(Data items)
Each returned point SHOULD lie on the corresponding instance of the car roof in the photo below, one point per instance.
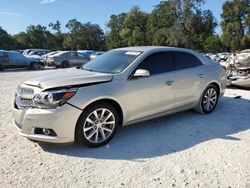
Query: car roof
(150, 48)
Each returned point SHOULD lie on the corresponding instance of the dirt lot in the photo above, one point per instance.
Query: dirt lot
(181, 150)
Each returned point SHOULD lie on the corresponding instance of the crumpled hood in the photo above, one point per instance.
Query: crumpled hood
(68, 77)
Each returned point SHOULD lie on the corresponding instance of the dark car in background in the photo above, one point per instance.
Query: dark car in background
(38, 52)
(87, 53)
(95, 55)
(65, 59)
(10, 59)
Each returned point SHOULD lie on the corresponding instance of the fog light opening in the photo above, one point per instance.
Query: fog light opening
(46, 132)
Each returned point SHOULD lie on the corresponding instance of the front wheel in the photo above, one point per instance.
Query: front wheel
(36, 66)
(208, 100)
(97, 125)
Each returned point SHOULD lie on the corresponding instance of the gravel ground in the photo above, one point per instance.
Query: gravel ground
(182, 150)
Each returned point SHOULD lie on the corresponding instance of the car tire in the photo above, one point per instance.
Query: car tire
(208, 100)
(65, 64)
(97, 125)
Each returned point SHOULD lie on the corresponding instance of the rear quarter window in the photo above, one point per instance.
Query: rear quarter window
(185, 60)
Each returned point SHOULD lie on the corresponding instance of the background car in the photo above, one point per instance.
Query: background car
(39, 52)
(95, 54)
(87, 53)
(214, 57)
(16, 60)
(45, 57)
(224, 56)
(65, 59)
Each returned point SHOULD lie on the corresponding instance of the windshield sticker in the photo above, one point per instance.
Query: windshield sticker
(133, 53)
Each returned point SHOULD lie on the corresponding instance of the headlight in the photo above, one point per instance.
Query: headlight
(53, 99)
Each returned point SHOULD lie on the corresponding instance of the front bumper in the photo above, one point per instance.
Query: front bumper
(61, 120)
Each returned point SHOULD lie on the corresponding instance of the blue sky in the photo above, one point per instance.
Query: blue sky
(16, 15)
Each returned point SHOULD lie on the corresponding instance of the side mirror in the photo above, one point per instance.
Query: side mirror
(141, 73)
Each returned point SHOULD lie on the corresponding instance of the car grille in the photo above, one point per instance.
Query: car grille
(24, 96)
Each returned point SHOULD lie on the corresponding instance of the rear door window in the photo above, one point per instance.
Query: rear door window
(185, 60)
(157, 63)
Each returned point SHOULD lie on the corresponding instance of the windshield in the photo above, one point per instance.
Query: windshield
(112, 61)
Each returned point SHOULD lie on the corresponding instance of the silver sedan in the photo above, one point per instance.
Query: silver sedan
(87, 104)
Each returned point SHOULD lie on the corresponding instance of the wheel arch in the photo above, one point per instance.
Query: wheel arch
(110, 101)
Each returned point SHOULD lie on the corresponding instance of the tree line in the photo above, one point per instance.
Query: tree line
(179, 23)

==

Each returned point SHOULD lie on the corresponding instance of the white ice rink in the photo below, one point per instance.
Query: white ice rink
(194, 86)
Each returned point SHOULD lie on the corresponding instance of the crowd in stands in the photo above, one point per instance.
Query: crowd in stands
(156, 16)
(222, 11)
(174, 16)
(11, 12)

...

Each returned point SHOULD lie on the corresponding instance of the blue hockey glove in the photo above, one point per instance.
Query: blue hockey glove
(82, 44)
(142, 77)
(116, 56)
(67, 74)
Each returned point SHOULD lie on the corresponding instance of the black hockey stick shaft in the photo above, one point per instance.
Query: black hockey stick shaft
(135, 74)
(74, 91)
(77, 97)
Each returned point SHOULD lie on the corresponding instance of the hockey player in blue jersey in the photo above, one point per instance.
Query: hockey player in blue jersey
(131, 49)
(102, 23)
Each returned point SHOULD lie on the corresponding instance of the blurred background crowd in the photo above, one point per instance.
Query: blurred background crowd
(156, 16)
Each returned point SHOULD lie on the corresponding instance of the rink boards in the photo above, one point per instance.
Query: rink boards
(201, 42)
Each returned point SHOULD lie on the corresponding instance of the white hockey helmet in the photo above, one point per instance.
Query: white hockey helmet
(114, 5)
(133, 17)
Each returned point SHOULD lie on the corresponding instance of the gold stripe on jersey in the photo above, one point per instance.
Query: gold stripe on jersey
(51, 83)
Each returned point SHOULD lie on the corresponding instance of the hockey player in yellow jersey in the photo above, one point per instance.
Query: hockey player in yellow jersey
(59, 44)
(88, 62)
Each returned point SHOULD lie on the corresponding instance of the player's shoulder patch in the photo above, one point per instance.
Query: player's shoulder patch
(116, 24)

WORK TO BE COMPLETED
Read the entries and show each line that mentions "below".

ANSWER TO THE PROBLEM
Each returned point SHOULD lie on the corresponding instance of the car roof in the photo below, one point per instance.
Each returned point SHOULD lie on the corresponding instance of the white ice rink in the photo below, one point per instance.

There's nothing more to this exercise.